→ INSTRUCTIONS TO FOLLOW:
Select from the data all lines with the word "stone".
##########
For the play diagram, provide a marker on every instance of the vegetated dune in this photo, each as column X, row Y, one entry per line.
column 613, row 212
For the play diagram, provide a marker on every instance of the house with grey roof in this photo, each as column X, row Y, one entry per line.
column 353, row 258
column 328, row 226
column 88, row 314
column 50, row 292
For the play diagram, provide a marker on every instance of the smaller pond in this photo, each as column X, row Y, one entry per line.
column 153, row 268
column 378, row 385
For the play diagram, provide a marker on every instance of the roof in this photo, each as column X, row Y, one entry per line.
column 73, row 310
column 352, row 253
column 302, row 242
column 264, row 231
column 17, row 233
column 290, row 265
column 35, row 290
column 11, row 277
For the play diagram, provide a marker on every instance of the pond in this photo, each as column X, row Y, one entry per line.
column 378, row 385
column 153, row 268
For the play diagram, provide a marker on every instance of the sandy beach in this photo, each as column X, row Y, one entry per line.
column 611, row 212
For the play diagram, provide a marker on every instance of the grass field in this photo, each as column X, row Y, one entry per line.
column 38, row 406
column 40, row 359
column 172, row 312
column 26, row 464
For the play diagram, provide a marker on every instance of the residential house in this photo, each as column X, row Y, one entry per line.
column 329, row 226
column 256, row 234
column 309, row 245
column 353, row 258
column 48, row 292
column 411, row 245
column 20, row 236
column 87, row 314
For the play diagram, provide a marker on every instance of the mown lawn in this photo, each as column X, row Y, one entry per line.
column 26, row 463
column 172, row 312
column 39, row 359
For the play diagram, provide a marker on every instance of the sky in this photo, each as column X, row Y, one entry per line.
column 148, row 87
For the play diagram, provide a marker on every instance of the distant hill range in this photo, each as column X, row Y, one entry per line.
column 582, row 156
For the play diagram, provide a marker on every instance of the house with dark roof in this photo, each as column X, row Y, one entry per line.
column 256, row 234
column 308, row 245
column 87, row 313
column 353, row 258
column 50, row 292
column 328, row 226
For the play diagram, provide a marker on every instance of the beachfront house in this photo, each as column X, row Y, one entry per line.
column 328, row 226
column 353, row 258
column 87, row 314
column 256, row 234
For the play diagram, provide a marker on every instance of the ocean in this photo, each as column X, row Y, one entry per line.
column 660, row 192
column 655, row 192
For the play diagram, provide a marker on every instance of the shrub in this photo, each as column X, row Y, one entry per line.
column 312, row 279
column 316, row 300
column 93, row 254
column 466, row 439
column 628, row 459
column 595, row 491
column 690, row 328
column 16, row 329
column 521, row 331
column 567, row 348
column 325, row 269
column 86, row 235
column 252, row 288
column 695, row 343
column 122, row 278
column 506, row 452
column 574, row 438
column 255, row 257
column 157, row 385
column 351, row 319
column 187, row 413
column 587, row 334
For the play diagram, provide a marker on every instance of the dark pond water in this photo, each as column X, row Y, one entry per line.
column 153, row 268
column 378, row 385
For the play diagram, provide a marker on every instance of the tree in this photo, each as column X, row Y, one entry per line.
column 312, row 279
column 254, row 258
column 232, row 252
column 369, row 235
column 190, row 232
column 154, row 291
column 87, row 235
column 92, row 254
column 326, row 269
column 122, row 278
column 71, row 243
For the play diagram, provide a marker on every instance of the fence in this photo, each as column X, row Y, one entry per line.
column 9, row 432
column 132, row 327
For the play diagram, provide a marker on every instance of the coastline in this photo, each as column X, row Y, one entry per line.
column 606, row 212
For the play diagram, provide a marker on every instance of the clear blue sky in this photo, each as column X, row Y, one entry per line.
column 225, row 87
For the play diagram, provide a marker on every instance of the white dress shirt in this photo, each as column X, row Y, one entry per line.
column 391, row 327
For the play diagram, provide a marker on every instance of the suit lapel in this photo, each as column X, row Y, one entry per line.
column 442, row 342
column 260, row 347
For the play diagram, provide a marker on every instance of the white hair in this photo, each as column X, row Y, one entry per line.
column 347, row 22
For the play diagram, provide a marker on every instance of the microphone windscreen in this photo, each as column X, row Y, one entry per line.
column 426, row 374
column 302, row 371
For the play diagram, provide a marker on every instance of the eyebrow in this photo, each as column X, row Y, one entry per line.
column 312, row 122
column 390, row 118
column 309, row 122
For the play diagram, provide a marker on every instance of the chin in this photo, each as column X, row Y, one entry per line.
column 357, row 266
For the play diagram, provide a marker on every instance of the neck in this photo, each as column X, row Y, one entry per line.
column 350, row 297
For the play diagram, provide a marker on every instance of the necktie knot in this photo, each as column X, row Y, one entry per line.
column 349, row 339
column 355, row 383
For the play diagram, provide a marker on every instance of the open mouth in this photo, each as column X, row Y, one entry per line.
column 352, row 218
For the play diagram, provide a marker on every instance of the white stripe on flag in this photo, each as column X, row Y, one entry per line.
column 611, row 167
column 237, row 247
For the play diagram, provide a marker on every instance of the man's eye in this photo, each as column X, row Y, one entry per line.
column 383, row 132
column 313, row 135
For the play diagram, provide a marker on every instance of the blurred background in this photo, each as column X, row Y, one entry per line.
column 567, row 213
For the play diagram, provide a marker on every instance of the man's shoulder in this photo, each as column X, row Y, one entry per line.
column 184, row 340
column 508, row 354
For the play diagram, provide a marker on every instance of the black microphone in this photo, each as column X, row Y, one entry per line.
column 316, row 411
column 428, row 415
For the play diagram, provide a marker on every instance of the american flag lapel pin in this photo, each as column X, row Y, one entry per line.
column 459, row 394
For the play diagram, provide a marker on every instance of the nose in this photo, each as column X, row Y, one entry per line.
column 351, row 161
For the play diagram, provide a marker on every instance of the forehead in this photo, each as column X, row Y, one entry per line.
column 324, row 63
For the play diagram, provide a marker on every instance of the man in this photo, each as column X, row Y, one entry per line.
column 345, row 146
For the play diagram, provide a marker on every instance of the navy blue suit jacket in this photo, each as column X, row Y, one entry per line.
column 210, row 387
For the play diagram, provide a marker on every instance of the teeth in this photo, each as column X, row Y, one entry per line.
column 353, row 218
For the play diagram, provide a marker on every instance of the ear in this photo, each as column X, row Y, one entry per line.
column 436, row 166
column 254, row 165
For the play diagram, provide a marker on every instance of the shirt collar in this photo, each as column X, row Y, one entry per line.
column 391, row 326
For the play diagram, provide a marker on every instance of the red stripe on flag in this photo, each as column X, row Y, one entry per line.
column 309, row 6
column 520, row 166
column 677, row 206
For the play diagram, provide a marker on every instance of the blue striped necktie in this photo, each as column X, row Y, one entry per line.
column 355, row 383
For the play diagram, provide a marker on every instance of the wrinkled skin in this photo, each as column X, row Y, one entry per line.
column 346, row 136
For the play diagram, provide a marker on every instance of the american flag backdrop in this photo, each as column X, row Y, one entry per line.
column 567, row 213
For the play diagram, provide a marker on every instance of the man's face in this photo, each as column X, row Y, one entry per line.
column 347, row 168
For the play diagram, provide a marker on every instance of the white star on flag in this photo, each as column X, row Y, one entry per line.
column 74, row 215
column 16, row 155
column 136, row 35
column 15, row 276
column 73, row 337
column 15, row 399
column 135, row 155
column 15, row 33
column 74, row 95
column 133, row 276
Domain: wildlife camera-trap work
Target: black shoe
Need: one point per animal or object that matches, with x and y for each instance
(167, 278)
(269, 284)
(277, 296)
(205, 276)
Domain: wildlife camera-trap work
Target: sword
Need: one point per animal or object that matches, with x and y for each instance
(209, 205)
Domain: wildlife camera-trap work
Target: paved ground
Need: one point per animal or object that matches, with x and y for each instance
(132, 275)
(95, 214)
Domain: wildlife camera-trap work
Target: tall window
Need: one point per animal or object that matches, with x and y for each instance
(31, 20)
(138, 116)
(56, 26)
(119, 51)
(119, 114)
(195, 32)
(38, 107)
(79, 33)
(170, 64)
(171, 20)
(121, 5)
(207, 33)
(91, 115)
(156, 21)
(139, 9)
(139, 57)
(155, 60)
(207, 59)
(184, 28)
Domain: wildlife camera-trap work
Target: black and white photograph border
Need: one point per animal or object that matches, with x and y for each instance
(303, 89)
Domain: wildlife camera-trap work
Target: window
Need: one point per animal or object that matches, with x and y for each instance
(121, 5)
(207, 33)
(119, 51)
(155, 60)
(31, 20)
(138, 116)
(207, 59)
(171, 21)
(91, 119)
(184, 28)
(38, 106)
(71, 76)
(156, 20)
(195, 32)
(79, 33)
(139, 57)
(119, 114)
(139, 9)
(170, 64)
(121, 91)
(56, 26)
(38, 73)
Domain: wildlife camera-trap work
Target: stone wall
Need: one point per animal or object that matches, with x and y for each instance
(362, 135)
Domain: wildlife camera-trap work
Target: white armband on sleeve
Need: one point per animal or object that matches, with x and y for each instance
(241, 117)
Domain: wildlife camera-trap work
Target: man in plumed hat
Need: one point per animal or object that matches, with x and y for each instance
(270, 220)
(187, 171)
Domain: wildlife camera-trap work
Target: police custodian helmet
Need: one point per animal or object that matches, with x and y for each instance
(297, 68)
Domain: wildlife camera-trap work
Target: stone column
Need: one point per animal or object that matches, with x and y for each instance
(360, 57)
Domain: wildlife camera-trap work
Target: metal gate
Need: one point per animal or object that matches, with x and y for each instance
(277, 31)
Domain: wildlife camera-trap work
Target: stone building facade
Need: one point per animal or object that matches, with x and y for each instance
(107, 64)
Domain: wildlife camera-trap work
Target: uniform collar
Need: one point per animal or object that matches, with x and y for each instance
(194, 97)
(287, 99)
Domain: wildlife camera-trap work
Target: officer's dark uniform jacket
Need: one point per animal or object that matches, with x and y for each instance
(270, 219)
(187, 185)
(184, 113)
##########
→ RESPONSE AREA:
Target: stone wall
Target: stone column
Target: stone building facade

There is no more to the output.